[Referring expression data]
+ + +
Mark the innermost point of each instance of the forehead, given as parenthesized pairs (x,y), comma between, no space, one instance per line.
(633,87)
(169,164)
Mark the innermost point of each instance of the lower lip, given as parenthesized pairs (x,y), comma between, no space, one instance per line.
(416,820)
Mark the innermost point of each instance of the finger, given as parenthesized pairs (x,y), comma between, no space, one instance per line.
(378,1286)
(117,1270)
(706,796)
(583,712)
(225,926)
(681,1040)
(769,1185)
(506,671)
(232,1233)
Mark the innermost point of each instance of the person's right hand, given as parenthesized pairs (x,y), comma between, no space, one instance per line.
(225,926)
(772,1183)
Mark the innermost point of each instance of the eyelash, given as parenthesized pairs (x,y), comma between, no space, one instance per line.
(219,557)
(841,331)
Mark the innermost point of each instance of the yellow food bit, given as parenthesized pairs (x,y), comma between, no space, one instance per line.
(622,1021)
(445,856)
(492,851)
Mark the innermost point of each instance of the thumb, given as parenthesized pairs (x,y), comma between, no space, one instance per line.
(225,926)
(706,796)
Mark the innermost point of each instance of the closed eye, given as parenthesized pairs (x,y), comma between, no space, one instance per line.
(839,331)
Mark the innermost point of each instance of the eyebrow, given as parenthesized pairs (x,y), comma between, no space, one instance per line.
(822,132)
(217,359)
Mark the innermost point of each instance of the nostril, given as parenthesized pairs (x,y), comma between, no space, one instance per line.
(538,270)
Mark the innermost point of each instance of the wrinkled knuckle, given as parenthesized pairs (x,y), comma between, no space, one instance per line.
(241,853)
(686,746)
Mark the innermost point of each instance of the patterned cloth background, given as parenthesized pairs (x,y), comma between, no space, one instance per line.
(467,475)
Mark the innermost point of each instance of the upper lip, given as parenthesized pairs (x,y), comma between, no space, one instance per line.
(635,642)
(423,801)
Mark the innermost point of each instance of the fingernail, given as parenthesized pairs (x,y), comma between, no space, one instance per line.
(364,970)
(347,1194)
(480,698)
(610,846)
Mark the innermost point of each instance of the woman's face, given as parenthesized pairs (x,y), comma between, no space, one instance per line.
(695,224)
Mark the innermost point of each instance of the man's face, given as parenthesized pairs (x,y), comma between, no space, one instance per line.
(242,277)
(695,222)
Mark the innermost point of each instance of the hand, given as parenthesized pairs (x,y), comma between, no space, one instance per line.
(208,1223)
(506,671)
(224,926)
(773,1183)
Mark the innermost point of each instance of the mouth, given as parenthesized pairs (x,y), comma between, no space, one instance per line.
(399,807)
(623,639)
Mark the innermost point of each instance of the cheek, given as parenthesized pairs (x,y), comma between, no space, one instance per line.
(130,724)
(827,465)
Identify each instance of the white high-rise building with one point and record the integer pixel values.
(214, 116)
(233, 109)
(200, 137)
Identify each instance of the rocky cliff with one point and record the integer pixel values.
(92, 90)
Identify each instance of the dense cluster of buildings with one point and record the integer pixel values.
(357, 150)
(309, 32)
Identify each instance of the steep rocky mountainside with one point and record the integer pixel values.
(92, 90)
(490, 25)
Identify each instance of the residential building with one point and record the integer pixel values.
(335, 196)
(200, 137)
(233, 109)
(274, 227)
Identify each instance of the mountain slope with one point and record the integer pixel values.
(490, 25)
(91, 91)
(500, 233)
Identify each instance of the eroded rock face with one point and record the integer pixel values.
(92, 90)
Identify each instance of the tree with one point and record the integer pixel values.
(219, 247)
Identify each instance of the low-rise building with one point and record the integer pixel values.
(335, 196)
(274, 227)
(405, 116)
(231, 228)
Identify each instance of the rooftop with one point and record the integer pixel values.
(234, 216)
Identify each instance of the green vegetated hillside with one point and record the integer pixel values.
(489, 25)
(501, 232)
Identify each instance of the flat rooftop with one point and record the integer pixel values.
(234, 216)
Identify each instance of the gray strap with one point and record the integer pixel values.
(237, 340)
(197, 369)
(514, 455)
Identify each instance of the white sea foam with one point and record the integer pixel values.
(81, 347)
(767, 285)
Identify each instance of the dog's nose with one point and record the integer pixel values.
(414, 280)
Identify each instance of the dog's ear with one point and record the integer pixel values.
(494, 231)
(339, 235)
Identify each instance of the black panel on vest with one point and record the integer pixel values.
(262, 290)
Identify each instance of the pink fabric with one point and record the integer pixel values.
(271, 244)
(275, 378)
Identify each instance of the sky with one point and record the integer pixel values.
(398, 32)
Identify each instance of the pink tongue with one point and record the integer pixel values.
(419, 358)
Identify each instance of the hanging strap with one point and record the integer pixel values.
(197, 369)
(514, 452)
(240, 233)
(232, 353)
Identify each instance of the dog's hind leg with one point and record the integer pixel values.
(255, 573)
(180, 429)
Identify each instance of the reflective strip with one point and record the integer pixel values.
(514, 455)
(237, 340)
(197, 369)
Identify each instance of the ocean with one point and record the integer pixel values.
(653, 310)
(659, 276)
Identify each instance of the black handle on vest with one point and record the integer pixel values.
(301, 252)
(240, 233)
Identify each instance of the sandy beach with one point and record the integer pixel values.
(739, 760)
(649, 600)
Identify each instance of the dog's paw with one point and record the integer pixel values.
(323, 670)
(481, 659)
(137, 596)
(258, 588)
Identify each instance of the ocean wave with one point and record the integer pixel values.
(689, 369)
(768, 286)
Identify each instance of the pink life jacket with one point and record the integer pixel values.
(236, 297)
+ + +
Give an exact copy of the lines from the one with "Identify each instance of the dog's paw" through the end of the entries, both ends included.

### EXERCISE SOLUTION
Identify each instance of the dog's paw with one point and record the integer pixel values.
(323, 670)
(481, 659)
(137, 596)
(258, 588)
Identify each instance of the ocean wave with one point and record the integer pixel values.
(689, 369)
(768, 286)
Identify each instance of the pink life jacket with one point and record the integer pixel values.
(236, 297)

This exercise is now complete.